■ **Task statement**: Copy out everything from the line containing "of black bag" down to the line containing "(318, 15), (351, 84)" in the material, putting "black backpack on chair" in place of "black bag on chair" and keeping the rest unchanged.

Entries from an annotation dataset
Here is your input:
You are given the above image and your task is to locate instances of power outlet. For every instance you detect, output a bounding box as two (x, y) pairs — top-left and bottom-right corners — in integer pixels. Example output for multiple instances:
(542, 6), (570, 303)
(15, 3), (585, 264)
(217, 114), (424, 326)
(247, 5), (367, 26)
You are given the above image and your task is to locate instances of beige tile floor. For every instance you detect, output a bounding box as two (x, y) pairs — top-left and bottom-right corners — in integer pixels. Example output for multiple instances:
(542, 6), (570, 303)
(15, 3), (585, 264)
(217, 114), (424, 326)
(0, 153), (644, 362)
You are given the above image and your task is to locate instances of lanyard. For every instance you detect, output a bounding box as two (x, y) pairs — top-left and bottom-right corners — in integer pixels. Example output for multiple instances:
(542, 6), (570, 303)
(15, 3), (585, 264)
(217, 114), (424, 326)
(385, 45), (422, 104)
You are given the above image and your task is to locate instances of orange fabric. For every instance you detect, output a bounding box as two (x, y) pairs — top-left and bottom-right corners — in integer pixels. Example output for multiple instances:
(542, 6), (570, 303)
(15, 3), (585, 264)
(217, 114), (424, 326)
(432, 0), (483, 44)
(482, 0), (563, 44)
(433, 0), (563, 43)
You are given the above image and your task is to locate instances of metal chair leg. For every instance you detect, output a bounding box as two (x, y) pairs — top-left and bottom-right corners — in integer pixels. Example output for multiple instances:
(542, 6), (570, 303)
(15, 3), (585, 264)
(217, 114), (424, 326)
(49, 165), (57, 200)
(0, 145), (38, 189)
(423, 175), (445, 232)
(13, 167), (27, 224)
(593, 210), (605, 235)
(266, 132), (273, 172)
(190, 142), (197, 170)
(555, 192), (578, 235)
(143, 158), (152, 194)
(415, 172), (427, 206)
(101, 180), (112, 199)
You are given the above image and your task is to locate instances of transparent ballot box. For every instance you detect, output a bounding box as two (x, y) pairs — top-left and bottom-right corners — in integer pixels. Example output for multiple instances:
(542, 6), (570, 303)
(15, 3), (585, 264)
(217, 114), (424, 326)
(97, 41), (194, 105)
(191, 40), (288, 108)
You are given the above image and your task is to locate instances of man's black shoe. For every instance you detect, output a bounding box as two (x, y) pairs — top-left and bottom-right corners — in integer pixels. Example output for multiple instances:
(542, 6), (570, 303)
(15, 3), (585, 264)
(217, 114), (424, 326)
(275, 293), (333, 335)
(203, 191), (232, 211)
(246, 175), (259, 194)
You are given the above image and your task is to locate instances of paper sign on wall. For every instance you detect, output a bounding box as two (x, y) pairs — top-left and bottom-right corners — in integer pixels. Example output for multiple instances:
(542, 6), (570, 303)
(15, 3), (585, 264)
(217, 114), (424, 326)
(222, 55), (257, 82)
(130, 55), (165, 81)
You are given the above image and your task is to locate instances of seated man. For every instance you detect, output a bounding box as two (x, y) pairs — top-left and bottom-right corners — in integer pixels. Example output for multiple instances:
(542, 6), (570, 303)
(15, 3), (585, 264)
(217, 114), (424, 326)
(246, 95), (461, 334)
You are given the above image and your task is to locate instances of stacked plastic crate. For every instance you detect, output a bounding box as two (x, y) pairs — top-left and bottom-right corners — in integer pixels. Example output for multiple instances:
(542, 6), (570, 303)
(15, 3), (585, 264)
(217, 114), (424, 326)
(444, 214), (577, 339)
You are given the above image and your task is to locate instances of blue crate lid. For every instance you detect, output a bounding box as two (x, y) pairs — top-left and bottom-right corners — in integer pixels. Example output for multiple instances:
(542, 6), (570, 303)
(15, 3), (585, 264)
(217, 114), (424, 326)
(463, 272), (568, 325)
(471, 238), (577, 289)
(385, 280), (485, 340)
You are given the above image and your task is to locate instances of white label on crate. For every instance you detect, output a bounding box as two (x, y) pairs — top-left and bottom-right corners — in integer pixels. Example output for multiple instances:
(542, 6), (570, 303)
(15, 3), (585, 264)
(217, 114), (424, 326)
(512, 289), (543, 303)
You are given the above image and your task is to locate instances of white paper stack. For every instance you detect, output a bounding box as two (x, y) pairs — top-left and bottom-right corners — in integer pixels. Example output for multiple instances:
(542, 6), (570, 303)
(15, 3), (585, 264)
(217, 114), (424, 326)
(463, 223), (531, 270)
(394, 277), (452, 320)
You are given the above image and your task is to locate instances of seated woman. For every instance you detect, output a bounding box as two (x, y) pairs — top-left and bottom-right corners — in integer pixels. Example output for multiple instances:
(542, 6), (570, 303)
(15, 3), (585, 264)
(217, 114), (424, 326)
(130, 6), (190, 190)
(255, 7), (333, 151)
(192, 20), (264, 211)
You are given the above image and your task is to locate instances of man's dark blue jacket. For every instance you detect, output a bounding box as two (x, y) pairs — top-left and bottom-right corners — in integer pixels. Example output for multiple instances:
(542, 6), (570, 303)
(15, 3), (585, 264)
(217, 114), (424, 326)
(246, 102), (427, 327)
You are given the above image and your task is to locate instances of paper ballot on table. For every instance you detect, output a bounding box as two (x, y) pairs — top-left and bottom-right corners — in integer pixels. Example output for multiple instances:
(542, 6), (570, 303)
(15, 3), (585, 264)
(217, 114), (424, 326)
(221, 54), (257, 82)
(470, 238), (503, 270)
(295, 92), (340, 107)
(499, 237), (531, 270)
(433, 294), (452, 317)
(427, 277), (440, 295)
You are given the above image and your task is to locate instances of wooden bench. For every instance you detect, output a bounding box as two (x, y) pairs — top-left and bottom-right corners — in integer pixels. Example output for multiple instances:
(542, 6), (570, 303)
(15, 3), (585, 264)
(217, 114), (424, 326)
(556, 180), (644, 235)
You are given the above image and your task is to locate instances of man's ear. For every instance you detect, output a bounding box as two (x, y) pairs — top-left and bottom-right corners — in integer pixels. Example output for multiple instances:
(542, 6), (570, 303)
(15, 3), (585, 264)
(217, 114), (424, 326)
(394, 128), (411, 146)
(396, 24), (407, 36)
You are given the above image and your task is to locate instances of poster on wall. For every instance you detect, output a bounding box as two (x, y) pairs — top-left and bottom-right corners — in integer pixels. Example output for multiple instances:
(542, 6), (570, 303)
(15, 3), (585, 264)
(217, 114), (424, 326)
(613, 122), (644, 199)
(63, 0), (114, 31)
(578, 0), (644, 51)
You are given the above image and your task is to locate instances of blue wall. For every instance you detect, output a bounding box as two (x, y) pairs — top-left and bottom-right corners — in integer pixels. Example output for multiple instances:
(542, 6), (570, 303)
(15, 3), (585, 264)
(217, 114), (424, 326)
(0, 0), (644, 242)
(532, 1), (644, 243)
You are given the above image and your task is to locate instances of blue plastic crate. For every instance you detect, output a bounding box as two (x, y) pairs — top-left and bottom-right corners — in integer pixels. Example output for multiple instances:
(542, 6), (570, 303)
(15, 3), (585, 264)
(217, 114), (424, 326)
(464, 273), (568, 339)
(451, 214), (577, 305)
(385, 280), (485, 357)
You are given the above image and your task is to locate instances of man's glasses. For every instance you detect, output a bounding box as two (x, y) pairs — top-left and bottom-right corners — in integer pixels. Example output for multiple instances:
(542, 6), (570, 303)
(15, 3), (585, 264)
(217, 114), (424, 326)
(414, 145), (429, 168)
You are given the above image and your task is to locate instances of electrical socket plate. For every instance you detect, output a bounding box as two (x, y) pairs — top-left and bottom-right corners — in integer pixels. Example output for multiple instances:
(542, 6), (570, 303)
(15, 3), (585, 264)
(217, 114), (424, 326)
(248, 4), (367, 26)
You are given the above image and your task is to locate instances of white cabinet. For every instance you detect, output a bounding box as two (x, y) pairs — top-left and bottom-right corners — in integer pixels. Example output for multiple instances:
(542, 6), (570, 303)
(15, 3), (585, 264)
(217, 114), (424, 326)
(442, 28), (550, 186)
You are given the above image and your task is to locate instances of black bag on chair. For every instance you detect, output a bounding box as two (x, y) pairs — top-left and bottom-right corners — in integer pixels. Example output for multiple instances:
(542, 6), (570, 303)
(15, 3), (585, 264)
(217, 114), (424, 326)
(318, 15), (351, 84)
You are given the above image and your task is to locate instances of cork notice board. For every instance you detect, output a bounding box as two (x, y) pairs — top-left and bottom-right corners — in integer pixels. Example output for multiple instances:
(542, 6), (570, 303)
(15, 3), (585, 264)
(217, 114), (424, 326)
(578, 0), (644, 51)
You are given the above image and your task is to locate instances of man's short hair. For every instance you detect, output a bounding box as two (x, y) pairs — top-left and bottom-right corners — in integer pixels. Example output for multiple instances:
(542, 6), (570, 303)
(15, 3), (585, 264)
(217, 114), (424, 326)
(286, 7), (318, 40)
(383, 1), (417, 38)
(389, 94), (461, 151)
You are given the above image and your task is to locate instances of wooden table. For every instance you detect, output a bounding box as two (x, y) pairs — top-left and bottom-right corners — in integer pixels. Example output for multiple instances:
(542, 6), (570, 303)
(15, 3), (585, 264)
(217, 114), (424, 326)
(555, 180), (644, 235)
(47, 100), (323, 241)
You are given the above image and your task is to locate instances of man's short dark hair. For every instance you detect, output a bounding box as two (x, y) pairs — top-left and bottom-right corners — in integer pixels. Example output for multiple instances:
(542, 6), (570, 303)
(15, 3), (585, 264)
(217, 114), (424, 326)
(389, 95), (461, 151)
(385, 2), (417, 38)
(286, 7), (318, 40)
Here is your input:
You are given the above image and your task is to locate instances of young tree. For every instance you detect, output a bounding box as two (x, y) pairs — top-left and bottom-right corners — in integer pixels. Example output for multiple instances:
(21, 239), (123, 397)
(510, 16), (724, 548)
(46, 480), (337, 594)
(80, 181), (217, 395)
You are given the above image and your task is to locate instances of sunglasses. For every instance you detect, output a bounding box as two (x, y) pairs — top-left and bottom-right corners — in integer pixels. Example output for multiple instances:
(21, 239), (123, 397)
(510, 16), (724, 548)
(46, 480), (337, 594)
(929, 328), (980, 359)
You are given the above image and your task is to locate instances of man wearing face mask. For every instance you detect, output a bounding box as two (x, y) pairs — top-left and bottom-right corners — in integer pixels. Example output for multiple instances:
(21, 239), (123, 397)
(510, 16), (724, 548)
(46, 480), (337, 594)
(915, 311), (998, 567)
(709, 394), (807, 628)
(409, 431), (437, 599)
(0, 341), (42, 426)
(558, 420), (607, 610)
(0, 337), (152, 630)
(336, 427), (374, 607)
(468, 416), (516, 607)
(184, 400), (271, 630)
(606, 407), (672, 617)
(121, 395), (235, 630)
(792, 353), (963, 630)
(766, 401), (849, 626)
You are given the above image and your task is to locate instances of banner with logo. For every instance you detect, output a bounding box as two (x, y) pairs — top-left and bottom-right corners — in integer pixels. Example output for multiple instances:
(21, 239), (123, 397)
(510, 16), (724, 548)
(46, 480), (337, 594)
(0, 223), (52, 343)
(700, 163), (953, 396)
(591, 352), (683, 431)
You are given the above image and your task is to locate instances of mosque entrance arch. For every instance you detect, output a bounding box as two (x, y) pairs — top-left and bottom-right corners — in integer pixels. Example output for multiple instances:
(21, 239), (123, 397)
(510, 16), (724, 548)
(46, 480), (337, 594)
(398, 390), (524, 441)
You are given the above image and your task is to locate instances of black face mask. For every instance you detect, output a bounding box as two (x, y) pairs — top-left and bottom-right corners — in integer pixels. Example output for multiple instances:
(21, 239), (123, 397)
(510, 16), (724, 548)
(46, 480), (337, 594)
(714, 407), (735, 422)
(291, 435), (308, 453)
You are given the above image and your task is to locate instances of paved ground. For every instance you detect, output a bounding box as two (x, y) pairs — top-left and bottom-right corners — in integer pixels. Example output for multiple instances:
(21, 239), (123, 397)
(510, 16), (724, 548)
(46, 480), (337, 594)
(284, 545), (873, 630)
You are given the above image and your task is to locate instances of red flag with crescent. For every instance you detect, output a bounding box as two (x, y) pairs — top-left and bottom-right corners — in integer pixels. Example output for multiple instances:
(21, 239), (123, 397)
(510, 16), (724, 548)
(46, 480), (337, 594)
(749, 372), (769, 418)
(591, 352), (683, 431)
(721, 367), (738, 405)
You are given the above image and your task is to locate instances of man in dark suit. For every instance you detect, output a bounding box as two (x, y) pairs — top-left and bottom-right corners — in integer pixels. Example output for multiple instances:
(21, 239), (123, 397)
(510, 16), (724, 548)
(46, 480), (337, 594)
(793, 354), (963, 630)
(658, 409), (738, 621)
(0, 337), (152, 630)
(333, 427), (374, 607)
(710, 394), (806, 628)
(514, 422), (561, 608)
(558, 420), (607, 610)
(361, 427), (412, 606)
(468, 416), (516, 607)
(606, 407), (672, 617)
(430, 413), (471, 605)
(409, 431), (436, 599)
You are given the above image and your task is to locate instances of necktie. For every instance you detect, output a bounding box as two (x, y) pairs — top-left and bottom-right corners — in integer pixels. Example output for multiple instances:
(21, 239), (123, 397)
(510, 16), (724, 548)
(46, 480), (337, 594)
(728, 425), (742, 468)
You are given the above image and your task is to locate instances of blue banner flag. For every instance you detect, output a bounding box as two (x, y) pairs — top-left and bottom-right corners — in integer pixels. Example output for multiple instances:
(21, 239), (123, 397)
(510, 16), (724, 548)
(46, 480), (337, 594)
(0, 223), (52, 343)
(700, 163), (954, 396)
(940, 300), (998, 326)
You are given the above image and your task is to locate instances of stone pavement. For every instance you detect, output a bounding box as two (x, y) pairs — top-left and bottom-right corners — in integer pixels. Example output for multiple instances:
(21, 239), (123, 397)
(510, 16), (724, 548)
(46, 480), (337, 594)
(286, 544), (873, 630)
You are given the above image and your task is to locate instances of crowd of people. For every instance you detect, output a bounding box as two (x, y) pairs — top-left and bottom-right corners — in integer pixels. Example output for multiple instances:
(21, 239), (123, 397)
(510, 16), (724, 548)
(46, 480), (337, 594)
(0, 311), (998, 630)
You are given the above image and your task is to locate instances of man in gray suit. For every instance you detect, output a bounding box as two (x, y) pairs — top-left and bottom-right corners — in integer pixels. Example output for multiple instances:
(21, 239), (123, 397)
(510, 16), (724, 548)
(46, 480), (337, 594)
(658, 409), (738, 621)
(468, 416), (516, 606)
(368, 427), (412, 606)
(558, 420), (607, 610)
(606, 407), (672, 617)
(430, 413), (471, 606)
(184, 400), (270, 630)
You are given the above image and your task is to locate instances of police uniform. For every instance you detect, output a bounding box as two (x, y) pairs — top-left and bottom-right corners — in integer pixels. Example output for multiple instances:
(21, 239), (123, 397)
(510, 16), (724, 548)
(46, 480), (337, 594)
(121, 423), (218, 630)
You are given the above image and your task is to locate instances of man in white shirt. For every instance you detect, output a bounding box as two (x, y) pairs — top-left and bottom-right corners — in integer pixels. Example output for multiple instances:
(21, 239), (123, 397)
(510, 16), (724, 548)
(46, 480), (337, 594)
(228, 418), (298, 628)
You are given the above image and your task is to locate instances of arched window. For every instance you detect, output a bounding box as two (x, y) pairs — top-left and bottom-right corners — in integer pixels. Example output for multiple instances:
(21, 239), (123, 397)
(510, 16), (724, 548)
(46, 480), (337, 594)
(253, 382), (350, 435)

■ **Exercise result**:
You are given the above image and your task is to locate instances of black backpack on chair. For every instance you detect, output a bounding box as two (x, y) pairs — top-left and bottom-right corners — in integer pixels. Example output for multiple instances:
(542, 6), (570, 303)
(15, 3), (585, 264)
(217, 114), (424, 326)
(318, 15), (351, 84)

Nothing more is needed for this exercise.